• _Exercise_: Exact repetition is the task: copy every entry below.

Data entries
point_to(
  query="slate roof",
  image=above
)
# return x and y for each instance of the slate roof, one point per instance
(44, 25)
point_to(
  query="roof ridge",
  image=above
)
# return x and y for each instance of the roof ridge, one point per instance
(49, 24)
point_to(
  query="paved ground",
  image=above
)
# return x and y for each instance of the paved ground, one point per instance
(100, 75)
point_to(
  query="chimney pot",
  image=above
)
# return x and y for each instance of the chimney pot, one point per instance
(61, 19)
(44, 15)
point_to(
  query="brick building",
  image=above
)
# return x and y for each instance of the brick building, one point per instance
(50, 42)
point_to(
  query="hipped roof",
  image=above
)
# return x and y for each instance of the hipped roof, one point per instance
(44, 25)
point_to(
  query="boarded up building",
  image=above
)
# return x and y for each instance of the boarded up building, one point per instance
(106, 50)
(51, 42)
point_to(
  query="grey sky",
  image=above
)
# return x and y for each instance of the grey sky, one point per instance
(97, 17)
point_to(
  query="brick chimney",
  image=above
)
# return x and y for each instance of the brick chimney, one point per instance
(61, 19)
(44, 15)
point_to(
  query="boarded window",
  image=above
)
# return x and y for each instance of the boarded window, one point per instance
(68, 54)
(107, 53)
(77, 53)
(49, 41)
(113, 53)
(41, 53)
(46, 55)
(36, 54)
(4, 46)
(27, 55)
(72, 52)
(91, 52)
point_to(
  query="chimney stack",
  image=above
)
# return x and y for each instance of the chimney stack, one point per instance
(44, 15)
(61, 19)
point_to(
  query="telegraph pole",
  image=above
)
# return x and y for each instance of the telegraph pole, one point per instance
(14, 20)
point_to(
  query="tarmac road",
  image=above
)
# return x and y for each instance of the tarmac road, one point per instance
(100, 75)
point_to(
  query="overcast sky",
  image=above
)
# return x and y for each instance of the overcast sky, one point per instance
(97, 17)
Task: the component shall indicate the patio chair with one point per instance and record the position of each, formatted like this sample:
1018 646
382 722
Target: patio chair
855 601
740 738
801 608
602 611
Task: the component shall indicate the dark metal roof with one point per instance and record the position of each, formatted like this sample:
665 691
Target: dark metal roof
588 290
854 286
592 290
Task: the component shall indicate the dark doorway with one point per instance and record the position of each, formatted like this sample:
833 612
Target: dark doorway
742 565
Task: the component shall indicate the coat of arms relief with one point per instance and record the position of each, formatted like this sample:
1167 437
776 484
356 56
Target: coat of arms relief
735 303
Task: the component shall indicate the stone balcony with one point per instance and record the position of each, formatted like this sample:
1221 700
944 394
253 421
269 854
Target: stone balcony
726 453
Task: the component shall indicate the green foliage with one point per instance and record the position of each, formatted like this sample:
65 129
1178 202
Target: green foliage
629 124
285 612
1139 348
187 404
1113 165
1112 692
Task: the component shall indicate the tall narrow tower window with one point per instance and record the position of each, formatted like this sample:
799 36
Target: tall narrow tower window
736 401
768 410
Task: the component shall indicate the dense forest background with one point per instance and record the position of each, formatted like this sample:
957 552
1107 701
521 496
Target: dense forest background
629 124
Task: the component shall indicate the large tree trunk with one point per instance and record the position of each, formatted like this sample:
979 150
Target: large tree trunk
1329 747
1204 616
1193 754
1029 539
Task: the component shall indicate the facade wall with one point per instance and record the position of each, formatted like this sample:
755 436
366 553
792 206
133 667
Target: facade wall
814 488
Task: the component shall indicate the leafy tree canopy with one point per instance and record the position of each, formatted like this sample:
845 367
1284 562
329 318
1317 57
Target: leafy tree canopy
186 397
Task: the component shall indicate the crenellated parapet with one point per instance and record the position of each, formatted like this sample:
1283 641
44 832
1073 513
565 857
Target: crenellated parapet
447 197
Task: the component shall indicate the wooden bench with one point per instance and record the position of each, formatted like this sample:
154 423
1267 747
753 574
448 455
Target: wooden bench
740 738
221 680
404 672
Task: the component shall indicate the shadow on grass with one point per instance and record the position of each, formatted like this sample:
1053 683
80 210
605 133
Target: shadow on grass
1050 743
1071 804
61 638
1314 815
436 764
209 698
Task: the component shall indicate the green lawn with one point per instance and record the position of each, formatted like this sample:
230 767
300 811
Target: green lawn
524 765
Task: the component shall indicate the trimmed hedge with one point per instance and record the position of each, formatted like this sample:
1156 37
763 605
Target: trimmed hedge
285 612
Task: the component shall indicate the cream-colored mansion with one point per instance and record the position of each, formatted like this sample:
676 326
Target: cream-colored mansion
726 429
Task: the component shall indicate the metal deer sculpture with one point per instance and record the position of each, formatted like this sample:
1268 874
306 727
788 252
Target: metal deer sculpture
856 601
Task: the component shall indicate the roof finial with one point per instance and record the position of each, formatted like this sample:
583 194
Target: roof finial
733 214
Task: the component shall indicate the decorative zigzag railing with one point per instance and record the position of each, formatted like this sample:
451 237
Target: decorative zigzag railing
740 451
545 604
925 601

• _Final answer_:
point_to(
  query="slate roof",
  image=above
)
# return x and y for each instance of the slate roof, one point per instance
(44, 25)
point_to(
  query="roof ridge",
  image=above
)
# return x and y for each instance of the roof ridge, one point per instance
(49, 24)
point_to(
  query="paved ground",
  image=above
)
# return x and y for each instance of the paved ground, one point per instance
(100, 75)
point_to(
  query="chimney pot",
  image=above
)
# return x and y for each instance of the chimney pot, one point per instance
(61, 19)
(44, 15)
point_to(
  query="brick building",
  image=above
)
# return x and y for each instance of the brick building, one point per instance
(50, 42)
point_to(
  query="hipped roof",
  image=above
)
# return x and y for each instance of the hipped roof, one point per instance
(44, 25)
point_to(
  query="boarded up building",
  image=above
)
# return x and y for each instance of the boarded up building, one point per instance
(106, 50)
(51, 42)
point_to(
  query="grey sky",
  image=above
)
# return x and y for each instance of the grey sky, one point per instance
(97, 17)
point_to(
  query="brick chimney",
  image=above
)
# return x and y for each instance of the brick chimney, one point per instance
(61, 19)
(44, 15)
point_to(
  query="boarded window",
  image=above
)
# return x and y for each instance of the boarded window, one point per instance
(68, 54)
(107, 53)
(77, 53)
(49, 41)
(113, 53)
(41, 53)
(46, 55)
(36, 54)
(4, 46)
(27, 55)
(72, 52)
(91, 52)
point_to(
  query="chimney stack",
  image=above
)
# return x and y for each instance of the chimney stack, one point per instance
(44, 15)
(61, 19)
point_to(
  query="telegraph pole",
  image=above
)
# return x and y for each instance of the telegraph pole, one point per instance
(14, 20)
point_to(
  query="tarmac road",
  image=above
)
# return x and y for each instance of the tarmac road, one point per instance
(100, 75)
point_to(
  query="overcast sky",
  image=above
)
# return x and y for each instance of the overcast sky, one point per instance
(97, 17)
Task: the component shall indicate the patio chair with one point per instance and record the position of each, formatted like this sample:
1018 646
382 722
Target: patio chair
855 601
740 738
801 608
602 611
Task: the component shall indicate the dark metal roof with one point per instance and record the position of each, formatted like this sample:
665 691
Target: dark metal roof
588 290
854 286
592 290
Task: the component shall indicate the dark doorway with one point per instance and record the position of each, formatted like this sample:
833 612
Target: dark doorway
742 565
Task: the component shall indicate the coat of arms relief with one point per instance and record the position of each, formatted like this sample:
1167 437
776 484
356 56
Target: coat of arms relief
735 303
Task: the component shall indicate the stone balcony with one point per instance and record the position of each, formatted like this sample:
1221 700
944 394
253 421
269 854
Target: stone balcony
726 453
Task: the component shall indicate the green foliage with one point per instance and record the position of each, formatted like this sample:
65 129
1178 202
Target: green foliage
629 124
285 612
1139 348
187 404
1113 165
1112 692
Task: the component shall indicate the tall narrow tower window with one point per instance and record the position of each, formatted like this sample:
799 36
Target: tall narrow tower window
736 401
768 410
Task: the component shall indicate the dense forest background with one point per instance and record the position of each, formatted like this sample:
957 552
1107 701
521 496
Target: dense forest background
629 124
Task: the component shall indicate the large tree trunk with one point per instance and record the position of each, formatted like this sample:
979 150
Target: large tree trunk
1329 747
1204 616
1193 754
1029 539
Task: the component shall indicate the facade wall with one point per instance and record the position of each, formatted like this sample:
755 436
366 553
792 206
133 667
Target: facade wall
814 488
Task: the component shall indicate the leafy tree canopy with one point per instance and record the position of each, formatted like this sample:
845 367
1284 562
329 318
1317 57
Target: leafy tree canopy
186 397
Task: the component shall indicate the crenellated parapet with one point per instance and record the position of each, formatted like this sample:
1283 641
44 832
1073 513
565 857
Target: crenellated parapet
447 197
Task: the component shall indicate the wooden bench with one point per instance and record the position of each, formatted like this sample:
154 423
1267 747
753 574
448 455
Target: wooden bench
740 738
221 680
404 672
Task: the component shall indicate the shadow on grass with one point per instance and record the position of each, formatted like this sample:
1053 683
80 210
605 133
Target: shadow on grass
1050 743
1071 804
61 638
1314 815
436 764
209 698
Task: the component shall indicate the green lawn with one point per instance and record the position of each, formatted like this sample:
230 767
300 811
Target: green lawn
524 765
Task: the component shall indicate the trimmed hedge with one point per instance and record the position of each, formatted like this sample:
1156 37
763 605
Target: trimmed hedge
285 612
Task: the component shall indicate the cream-colored mansion with one point per instance and record the position of each, formatted like this sample:
676 326
Target: cream-colored mansion
726 429
Task: the component shall indicate the metal deer sculpture with one point per instance and record the position of each, formatted like this sample:
1268 874
306 727
788 252
Target: metal deer sculpture
856 601
Task: the component shall indicate the roof finial with one point per instance and record the position of each, formatted like this sample:
583 194
Target: roof finial
733 214
Task: the component shall indicate the decorative zigzag railing with one point per instance and record the position of each, formatted like this sample:
451 237
Target: decorative zigzag railing
740 451
545 604
925 601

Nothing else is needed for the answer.